**Input records:**
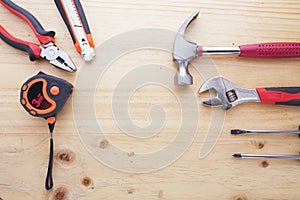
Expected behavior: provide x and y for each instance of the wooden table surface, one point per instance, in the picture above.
(78, 174)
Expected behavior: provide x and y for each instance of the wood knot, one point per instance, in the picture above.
(104, 144)
(86, 181)
(65, 156)
(60, 193)
(264, 164)
(238, 197)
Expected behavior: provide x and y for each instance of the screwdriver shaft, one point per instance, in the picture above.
(244, 132)
(266, 156)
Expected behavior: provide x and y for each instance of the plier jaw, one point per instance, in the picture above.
(57, 57)
(46, 50)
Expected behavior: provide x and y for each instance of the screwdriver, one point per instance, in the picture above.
(239, 155)
(250, 132)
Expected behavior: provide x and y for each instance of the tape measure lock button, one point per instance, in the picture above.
(24, 87)
(33, 112)
(54, 90)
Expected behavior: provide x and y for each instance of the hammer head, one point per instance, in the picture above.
(183, 52)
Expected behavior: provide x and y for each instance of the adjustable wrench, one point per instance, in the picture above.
(230, 95)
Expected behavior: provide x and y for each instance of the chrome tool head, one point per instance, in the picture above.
(228, 94)
(57, 57)
(184, 51)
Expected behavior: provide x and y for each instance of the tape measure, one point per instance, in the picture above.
(43, 96)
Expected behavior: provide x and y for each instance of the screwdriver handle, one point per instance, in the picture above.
(281, 96)
(43, 36)
(33, 50)
(68, 16)
(271, 50)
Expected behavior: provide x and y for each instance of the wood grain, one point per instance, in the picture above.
(78, 175)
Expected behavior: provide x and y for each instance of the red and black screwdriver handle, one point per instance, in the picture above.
(43, 36)
(77, 5)
(281, 96)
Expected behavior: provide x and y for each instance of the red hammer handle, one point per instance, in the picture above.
(281, 96)
(271, 50)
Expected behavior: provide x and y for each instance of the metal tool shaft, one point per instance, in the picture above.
(294, 157)
(251, 132)
(221, 51)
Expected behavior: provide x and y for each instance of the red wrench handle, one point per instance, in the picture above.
(281, 96)
(33, 50)
(43, 36)
(271, 50)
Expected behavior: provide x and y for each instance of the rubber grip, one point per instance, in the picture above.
(67, 19)
(33, 50)
(281, 96)
(43, 36)
(271, 50)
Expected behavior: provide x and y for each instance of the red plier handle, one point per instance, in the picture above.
(43, 36)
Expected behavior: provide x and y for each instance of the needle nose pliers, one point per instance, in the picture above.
(46, 50)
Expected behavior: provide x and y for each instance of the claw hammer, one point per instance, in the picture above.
(185, 51)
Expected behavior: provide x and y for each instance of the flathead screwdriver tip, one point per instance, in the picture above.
(237, 155)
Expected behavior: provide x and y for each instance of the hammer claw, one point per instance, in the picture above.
(184, 51)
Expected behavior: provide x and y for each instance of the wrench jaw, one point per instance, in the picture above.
(228, 94)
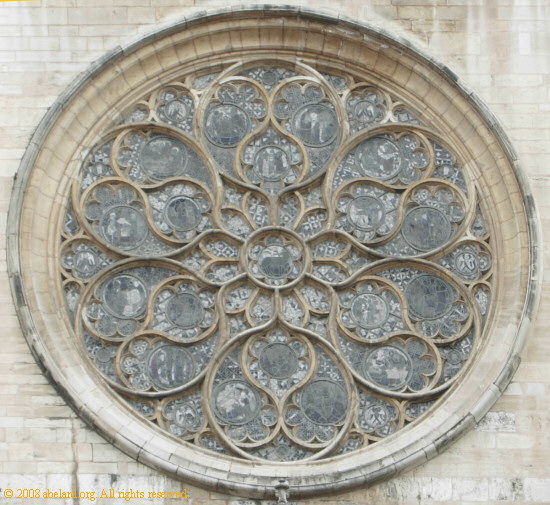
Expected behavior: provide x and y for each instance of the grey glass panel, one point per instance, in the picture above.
(278, 360)
(388, 367)
(429, 297)
(185, 310)
(163, 157)
(124, 227)
(182, 213)
(315, 125)
(271, 163)
(276, 262)
(226, 125)
(125, 296)
(235, 402)
(379, 157)
(324, 402)
(369, 310)
(426, 228)
(171, 366)
(366, 212)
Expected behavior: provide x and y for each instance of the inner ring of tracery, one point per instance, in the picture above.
(276, 262)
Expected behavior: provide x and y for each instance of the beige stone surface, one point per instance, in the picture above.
(499, 48)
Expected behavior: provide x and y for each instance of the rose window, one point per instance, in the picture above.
(276, 262)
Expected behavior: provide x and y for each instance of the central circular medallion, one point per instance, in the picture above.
(324, 402)
(388, 367)
(426, 228)
(315, 125)
(369, 310)
(163, 157)
(182, 213)
(278, 360)
(366, 213)
(185, 310)
(226, 125)
(379, 157)
(271, 164)
(275, 262)
(429, 297)
(235, 402)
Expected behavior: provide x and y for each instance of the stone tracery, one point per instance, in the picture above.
(277, 265)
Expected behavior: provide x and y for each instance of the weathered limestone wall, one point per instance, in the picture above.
(501, 48)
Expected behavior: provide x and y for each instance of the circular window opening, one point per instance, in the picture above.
(235, 262)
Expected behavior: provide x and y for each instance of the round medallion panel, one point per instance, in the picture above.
(272, 259)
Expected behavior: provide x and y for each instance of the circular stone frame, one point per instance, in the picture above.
(100, 95)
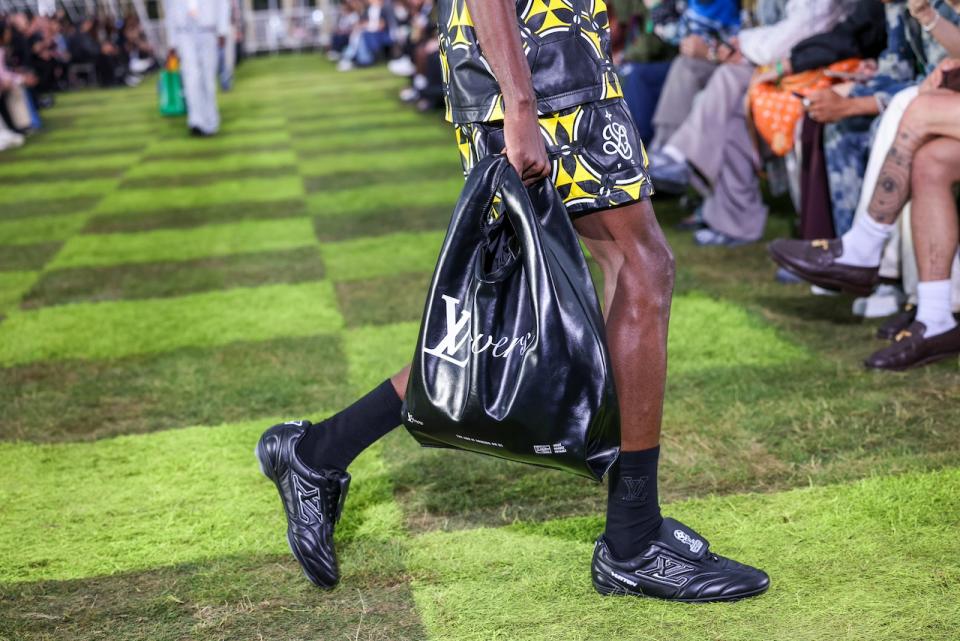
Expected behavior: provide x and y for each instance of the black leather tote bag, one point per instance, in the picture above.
(511, 360)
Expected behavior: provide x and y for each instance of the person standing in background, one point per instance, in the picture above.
(196, 30)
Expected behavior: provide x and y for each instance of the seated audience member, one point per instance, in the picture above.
(923, 162)
(713, 145)
(702, 34)
(370, 37)
(848, 110)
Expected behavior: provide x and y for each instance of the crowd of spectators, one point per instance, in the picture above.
(742, 101)
(42, 55)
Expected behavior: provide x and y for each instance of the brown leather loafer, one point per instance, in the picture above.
(911, 349)
(815, 261)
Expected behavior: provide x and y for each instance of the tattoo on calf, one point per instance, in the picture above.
(893, 185)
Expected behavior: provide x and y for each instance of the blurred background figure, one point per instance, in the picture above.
(196, 31)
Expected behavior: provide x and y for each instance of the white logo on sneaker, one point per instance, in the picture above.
(695, 545)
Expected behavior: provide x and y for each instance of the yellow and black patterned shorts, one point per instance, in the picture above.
(598, 158)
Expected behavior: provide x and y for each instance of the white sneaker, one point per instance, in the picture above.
(402, 66)
(886, 300)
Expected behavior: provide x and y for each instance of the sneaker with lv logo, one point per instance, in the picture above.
(677, 565)
(312, 500)
(815, 261)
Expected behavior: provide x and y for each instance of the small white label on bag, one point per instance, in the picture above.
(556, 448)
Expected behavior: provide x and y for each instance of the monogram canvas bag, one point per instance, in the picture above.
(511, 359)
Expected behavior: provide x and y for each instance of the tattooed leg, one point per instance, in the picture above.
(893, 185)
(934, 221)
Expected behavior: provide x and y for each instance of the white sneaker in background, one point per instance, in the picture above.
(402, 66)
(886, 300)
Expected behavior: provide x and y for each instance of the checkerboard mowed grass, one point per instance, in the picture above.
(165, 299)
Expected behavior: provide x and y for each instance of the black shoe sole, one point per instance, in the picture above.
(605, 591)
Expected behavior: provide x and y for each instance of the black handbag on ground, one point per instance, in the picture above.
(511, 359)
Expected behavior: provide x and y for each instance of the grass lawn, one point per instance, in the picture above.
(164, 299)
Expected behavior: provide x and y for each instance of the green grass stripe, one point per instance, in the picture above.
(219, 193)
(165, 279)
(223, 142)
(373, 140)
(186, 217)
(709, 334)
(12, 287)
(226, 162)
(31, 169)
(426, 193)
(364, 258)
(78, 400)
(197, 179)
(26, 257)
(115, 329)
(156, 500)
(333, 228)
(380, 301)
(47, 207)
(863, 561)
(439, 157)
(26, 192)
(184, 244)
(78, 151)
(376, 352)
(32, 230)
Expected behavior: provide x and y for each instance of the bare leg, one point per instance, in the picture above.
(934, 223)
(630, 247)
(929, 115)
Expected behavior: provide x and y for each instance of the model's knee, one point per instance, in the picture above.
(647, 276)
(930, 169)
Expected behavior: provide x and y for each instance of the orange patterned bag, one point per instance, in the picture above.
(776, 109)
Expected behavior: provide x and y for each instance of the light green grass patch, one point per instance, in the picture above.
(374, 353)
(148, 501)
(121, 328)
(421, 194)
(708, 333)
(864, 561)
(52, 167)
(185, 244)
(218, 193)
(222, 142)
(381, 255)
(39, 229)
(225, 163)
(12, 286)
(39, 191)
(334, 142)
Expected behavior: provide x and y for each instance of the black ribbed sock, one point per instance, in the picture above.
(633, 506)
(336, 441)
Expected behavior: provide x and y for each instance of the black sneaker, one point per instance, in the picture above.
(677, 565)
(312, 500)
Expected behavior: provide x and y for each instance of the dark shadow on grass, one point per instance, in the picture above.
(187, 217)
(80, 400)
(229, 598)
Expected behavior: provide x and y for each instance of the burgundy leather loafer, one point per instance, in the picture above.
(815, 261)
(911, 349)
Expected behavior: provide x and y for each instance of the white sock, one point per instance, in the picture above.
(675, 154)
(863, 244)
(933, 307)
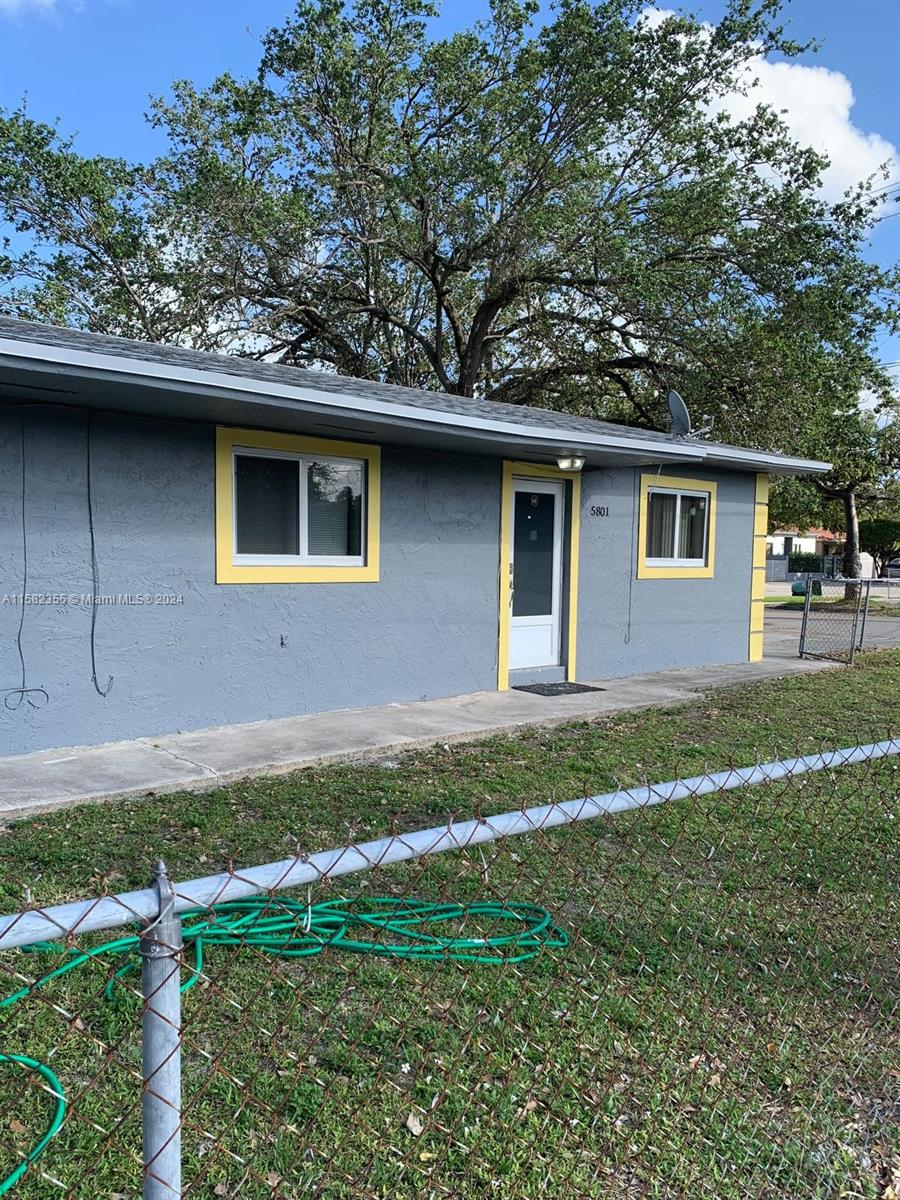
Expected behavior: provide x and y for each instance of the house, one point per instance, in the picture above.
(807, 541)
(205, 540)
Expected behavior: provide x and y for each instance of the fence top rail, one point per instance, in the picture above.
(66, 921)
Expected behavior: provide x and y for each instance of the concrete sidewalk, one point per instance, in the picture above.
(51, 779)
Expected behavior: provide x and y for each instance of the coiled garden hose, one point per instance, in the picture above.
(382, 925)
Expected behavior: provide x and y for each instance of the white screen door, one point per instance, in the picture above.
(537, 574)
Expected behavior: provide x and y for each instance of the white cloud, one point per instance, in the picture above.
(816, 106)
(19, 10)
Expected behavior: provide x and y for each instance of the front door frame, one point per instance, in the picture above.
(570, 555)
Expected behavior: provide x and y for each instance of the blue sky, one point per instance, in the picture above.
(95, 63)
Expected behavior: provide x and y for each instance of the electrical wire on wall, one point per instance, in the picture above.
(95, 568)
(36, 697)
(634, 555)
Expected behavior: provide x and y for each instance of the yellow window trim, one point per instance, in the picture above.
(257, 439)
(675, 573)
(537, 471)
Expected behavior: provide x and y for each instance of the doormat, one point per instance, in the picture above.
(556, 689)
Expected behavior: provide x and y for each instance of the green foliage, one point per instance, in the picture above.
(558, 214)
(881, 538)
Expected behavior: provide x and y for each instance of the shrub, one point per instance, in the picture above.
(805, 562)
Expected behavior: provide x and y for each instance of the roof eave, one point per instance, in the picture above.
(256, 395)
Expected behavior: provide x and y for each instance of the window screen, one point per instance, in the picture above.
(267, 493)
(677, 525)
(660, 525)
(334, 492)
(693, 529)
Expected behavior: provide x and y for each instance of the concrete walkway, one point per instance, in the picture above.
(51, 779)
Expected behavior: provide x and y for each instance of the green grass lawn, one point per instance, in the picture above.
(876, 607)
(724, 1023)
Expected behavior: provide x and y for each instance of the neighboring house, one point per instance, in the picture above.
(807, 541)
(829, 547)
(273, 541)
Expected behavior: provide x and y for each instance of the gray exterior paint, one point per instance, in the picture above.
(427, 629)
(629, 625)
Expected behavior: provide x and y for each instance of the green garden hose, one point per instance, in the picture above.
(381, 925)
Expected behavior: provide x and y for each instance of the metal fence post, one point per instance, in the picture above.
(805, 616)
(856, 622)
(865, 611)
(161, 1047)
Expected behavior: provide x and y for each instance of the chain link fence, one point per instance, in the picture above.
(834, 617)
(682, 990)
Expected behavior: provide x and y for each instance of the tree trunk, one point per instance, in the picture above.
(852, 562)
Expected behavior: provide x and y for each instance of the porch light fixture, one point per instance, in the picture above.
(570, 461)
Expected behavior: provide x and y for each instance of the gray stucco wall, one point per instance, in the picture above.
(629, 625)
(427, 629)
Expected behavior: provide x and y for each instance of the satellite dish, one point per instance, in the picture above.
(681, 423)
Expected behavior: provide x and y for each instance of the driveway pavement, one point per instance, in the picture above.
(52, 779)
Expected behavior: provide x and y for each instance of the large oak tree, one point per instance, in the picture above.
(553, 213)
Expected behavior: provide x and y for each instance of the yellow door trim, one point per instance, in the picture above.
(757, 571)
(537, 471)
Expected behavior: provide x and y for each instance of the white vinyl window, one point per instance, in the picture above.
(295, 509)
(677, 527)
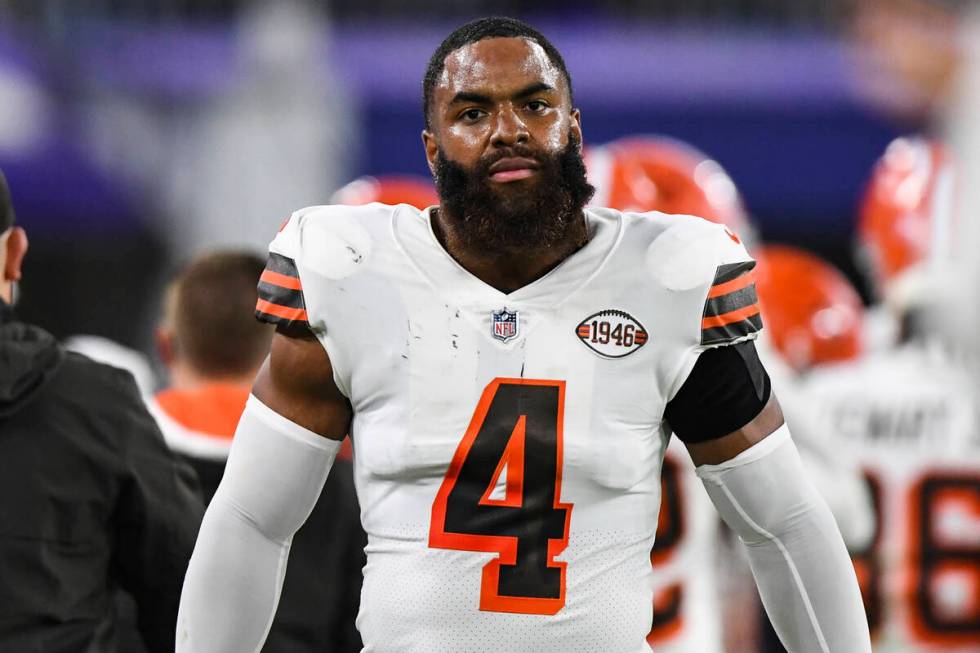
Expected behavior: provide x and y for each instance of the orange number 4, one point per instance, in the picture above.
(514, 439)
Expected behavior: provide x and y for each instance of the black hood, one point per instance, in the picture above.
(29, 357)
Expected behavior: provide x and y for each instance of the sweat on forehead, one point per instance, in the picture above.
(480, 30)
(497, 63)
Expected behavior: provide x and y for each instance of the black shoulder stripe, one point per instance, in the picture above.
(732, 301)
(731, 271)
(732, 331)
(281, 296)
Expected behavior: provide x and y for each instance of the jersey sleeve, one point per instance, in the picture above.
(720, 385)
(705, 281)
(731, 308)
(281, 300)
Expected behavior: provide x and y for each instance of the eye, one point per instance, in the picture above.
(472, 115)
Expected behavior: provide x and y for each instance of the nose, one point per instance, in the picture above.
(509, 128)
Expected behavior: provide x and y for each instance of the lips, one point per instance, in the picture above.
(513, 169)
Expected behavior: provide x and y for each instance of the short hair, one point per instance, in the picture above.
(6, 205)
(478, 30)
(212, 313)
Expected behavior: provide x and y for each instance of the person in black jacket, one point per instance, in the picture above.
(213, 347)
(91, 499)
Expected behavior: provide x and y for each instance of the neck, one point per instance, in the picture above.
(508, 271)
(184, 377)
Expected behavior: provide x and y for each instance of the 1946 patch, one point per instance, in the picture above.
(611, 333)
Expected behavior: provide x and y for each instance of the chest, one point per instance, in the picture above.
(577, 379)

**Exercise brief:**
Rewrite the rows above as a JSON list of strings, one string per line with blank lines left out. Start at the line containing "the person in" and end at the last line of the rows.

**Exercise answer:**
[
  "Expected behavior: provide x and y for each instance of the person in black jacket, one point per instance, in the picture above.",
  "(213, 347)",
  "(91, 499)",
  "Expected behavior: provide x and y for each instance of the neck, one point per instance, in the picture above.",
  "(508, 271)",
  "(184, 377)",
  "Expected behavior: provide x and y for each instance of the 1946 patch, one point per instance, in the picture above.",
  "(611, 333)",
  "Expected behavior: provide x and y for each instance of the chest, one point per instance, in the picture above.",
  "(577, 379)"
]